• **TASK INSTRUCTIONS**:
1. In the passage on potato and tomato evolution, what are the tubers of the potato plant said to be?
2. Extend the passage on potato and tomato evolution, starting right after its last sentence.

• **EXERCISE PASSAGE**:
^^^^^^^^^^^^^^^^

The potato has a close evolutionary relationship to another popular favourite, the tomato. Both crops were domesticated about 7,000 to 10,000 years ago by the indigenous people of the Andean regions of South America. Then, in the late 15th and early 16th centuries, Portuguese and Spanish colonisers introduced them to the rest of the world.
The potatoes we buy in the market are the tubers of the potato plant. Tubers are swollen portions of the plant’s underground stem. That is where the plant stores its nutrient reserves. Tubers bear buds from which new plants can arise. Potato plants are most often propagated from the buds on the tubers. This is called vegetative propagation.
In contrast, the tomatoes we buy in the market are the tomato plant’s fruits (berries). Tomato plants do not develop tubers. The berries develop after the flower is pollinated, and contain the seeds. Their equivalents in the potato are called ‘true potato seeds’ (TPS) which develop inside the berries produced by the potato plant. Potato berries look a lot like small, green tomatoes. They are not consumed because of their mild toxicity. Also, many cultivated potatoes either do not flower, or their flowers are infertile, and do not produce berries. Varieties that make fertile flowers can be sexually propagated using the TPS.
Why do potatoes, but not tomatoes, develop tubers? The answer has now been found by a research team led by scientists from the Chinese Academy of Agricultural Sciences, Shenzhen, Guangdong, China. They reported this on July 31, in the journal Cell. The potato tuber’s origin story they unravelled had an element of surprise.
DNA and speciation
When any species splits to give rise to two new species, the genomes of the new species begin diverging from each other, and continue doing so with time. If we know the rate of DNA sequence divergence, we can estimate approximately how long ago the split occurred.

^^^^^^^^^^^^^^^^

Point-per-instance localization data:
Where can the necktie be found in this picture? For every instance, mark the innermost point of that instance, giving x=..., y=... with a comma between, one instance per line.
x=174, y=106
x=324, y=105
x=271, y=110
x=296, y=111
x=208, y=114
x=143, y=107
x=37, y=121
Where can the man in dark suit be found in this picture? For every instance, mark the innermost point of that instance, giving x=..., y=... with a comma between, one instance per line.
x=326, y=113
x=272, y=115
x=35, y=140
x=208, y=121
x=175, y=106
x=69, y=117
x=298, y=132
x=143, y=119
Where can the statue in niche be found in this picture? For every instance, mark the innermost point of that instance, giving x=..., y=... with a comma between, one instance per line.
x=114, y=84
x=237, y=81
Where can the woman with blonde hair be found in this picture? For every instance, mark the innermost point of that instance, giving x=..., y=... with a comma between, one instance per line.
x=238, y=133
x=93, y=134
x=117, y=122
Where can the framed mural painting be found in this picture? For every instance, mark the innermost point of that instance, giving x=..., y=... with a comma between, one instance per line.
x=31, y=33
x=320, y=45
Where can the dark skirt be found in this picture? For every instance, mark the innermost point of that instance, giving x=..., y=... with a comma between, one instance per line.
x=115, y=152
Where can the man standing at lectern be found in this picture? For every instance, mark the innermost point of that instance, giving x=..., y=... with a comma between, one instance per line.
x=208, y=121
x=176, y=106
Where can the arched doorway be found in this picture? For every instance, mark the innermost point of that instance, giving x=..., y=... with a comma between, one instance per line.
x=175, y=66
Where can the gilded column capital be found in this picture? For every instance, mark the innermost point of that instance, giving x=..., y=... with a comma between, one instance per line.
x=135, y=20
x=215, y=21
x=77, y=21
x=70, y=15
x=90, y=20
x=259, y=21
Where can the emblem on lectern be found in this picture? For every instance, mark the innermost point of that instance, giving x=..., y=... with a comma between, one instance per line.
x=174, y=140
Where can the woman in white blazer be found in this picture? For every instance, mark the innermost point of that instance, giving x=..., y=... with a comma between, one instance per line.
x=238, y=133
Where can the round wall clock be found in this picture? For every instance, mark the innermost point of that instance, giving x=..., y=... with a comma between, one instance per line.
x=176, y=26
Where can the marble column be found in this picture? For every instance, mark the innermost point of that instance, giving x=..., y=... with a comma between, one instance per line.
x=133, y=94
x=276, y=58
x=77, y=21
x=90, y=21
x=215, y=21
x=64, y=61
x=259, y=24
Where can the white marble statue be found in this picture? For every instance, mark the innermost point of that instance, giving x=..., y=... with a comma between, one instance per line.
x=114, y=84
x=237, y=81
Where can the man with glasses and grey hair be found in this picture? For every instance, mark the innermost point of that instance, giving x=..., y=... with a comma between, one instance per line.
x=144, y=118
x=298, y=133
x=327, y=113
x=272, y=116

^^^^^^^^^^^^^^^^

• **ANSWERS BELOW**:
1. Swollen portions of the plant's underground stem.

2.
Why do the genomes diverge? One view of this process goes like this: Imagine we begin with a single species spread over a land mass which has two hills. A rise in the sea level then leads to geographical isolation of the hills from each other on two newly formed islands. Now the two hill populations are unable to interbreed. Mutations arising in one are unable to spread to the other. Over time the two populations accumulate distinct mutations in their genomes. It is as though one genome changes its ‘colour’ to red, while the other changes it to green. After say tens to hundreds of thousand years, pollen borne on a wind-blown insect fortuitously wafts over the waters from one island to other and fertilises the flowers there. It is quite likely that the fertilisation results in sterile seeds, or that the emergent hybrid plant is unable to efficiently produce pollen or ova. This is because the accumulated DNA differences make a few genes in one genome incompatible with their counterparts in the other. Now the two populations can be said to have become distinct species. Thereafter, both geographic isolation and suboptimal fertility leads the two species to continue the genome divergence.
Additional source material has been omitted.